→ **What to produce**
Find each row below that contains the word "brown" and copy those rows in full.

-=-=-

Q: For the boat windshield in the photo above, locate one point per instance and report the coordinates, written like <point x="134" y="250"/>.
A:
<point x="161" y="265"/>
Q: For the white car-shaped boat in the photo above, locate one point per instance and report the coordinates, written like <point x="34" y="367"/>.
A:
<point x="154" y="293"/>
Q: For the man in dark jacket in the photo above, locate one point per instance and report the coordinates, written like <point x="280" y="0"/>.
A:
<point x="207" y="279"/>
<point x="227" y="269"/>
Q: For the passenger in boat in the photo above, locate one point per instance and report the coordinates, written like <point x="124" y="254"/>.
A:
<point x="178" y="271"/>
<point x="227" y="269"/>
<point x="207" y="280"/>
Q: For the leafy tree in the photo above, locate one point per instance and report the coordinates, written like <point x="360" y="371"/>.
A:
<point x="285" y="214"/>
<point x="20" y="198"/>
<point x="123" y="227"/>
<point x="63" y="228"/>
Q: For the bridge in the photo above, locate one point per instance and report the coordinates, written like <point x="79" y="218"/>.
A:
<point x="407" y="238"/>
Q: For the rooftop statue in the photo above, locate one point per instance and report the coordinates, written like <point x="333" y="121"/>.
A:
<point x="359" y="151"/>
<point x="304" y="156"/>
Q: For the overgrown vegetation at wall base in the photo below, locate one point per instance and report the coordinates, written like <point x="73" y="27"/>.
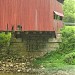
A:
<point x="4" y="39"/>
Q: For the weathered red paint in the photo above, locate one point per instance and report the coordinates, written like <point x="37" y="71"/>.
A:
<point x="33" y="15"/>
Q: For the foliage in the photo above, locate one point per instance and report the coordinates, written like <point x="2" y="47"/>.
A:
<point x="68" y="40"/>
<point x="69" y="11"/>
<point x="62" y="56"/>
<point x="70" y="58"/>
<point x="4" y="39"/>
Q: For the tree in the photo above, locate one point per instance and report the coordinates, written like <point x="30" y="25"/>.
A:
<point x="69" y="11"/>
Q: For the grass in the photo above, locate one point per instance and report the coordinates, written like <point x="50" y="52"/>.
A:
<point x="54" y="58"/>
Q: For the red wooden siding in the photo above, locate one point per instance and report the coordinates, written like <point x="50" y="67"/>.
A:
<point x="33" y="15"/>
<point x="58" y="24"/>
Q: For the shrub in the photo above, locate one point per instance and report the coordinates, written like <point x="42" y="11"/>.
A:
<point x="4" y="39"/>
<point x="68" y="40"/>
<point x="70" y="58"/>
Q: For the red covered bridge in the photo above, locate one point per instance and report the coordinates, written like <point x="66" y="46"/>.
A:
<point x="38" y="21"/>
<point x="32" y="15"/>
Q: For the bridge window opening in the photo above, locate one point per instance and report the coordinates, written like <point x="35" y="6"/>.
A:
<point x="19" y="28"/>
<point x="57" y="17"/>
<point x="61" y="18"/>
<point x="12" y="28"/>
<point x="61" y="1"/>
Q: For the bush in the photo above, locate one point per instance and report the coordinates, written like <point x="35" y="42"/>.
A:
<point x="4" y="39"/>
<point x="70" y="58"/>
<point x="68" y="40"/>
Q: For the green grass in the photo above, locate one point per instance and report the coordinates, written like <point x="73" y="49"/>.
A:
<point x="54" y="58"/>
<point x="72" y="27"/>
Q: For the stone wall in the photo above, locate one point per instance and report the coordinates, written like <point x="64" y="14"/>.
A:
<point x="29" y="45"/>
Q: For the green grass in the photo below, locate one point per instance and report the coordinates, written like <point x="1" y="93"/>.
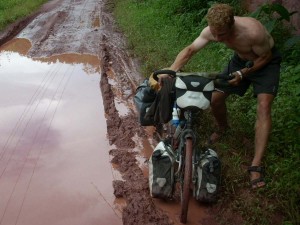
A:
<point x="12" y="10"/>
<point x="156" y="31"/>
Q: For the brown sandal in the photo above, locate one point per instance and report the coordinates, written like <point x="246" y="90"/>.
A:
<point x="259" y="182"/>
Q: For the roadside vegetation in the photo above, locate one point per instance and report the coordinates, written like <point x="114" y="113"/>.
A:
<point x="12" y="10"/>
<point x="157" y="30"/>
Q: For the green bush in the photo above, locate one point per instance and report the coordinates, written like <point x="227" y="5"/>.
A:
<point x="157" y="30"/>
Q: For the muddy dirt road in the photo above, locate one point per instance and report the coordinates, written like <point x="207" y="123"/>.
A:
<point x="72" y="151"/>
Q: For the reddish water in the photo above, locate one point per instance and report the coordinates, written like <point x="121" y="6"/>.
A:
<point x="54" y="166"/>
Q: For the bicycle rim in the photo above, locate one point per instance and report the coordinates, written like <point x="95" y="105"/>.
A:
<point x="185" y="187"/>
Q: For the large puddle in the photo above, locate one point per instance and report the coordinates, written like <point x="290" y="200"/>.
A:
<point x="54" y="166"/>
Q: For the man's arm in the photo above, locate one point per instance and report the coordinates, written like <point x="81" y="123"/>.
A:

-=-=-

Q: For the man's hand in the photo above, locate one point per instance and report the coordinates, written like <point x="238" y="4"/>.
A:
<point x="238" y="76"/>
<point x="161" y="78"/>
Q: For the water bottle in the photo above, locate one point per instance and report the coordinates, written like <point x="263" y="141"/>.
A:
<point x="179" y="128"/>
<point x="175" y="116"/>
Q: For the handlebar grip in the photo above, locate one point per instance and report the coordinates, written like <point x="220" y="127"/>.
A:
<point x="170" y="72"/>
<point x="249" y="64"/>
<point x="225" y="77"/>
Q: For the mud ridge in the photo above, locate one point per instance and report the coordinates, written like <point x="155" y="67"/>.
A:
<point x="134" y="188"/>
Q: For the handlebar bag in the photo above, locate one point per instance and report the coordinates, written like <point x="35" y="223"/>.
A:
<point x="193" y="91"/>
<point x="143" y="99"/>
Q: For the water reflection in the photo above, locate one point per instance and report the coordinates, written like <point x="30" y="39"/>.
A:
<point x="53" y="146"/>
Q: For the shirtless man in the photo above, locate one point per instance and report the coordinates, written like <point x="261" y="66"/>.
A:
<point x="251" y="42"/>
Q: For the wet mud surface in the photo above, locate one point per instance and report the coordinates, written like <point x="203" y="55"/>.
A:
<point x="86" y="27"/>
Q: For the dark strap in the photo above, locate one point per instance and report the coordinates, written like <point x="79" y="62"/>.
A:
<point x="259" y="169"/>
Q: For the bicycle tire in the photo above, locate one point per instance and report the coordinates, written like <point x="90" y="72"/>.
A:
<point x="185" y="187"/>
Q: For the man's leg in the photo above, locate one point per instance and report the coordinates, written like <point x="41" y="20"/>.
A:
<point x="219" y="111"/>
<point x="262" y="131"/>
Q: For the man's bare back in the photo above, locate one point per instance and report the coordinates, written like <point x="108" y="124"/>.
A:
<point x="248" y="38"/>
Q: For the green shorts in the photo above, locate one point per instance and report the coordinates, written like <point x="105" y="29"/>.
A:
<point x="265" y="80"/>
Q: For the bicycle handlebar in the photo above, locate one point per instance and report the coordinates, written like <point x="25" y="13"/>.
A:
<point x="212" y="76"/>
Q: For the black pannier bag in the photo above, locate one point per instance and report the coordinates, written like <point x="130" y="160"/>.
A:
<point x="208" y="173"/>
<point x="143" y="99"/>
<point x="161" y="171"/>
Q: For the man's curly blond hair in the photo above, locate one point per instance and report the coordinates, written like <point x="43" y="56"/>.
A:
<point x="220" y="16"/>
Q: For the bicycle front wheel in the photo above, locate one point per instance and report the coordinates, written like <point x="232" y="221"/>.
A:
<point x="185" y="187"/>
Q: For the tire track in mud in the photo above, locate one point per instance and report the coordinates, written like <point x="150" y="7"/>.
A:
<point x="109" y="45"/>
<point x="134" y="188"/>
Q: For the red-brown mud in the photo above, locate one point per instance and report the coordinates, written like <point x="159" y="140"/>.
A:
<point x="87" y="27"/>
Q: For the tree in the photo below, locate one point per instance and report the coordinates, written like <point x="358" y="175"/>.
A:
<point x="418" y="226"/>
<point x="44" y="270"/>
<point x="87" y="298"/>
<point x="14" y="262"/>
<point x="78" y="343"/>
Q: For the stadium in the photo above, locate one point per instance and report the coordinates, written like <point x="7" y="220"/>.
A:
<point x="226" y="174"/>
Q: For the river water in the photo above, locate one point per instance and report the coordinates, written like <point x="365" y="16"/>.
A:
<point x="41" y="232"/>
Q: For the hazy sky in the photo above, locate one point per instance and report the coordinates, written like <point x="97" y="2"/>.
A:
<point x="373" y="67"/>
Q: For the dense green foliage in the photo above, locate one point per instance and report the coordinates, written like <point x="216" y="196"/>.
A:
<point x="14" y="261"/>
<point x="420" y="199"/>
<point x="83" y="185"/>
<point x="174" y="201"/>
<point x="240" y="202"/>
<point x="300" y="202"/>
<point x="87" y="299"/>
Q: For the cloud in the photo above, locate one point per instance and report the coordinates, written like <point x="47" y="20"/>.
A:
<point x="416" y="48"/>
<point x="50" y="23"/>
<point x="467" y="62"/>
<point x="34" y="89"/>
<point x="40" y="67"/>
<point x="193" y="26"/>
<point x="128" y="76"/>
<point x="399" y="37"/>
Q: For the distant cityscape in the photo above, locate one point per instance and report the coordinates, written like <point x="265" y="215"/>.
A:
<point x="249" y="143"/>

-=-=-

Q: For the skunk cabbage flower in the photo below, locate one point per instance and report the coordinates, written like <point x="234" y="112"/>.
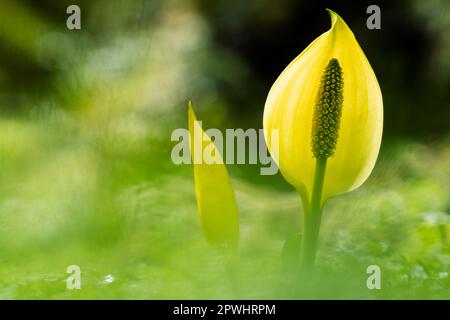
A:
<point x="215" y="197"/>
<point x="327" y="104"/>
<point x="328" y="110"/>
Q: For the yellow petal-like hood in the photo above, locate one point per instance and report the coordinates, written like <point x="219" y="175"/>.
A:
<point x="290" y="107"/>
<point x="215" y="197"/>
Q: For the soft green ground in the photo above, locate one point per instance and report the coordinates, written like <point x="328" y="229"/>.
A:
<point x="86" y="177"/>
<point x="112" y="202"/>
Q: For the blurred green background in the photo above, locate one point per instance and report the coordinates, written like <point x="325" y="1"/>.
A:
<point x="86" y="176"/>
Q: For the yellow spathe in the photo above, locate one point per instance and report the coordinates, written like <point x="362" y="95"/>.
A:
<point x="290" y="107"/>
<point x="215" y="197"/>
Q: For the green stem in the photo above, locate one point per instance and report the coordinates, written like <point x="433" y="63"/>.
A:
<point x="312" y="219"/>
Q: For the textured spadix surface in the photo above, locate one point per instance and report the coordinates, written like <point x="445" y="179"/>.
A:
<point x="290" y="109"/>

-=-=-

→ **Full output**
Q: For the brown sandal in the photo above, locate one point per instance and report the coordinates, written like <point x="246" y="90"/>.
Q: For the red-brown mud in the photo above, locate one point per instance and report the coordinates, written like <point x="159" y="140"/>.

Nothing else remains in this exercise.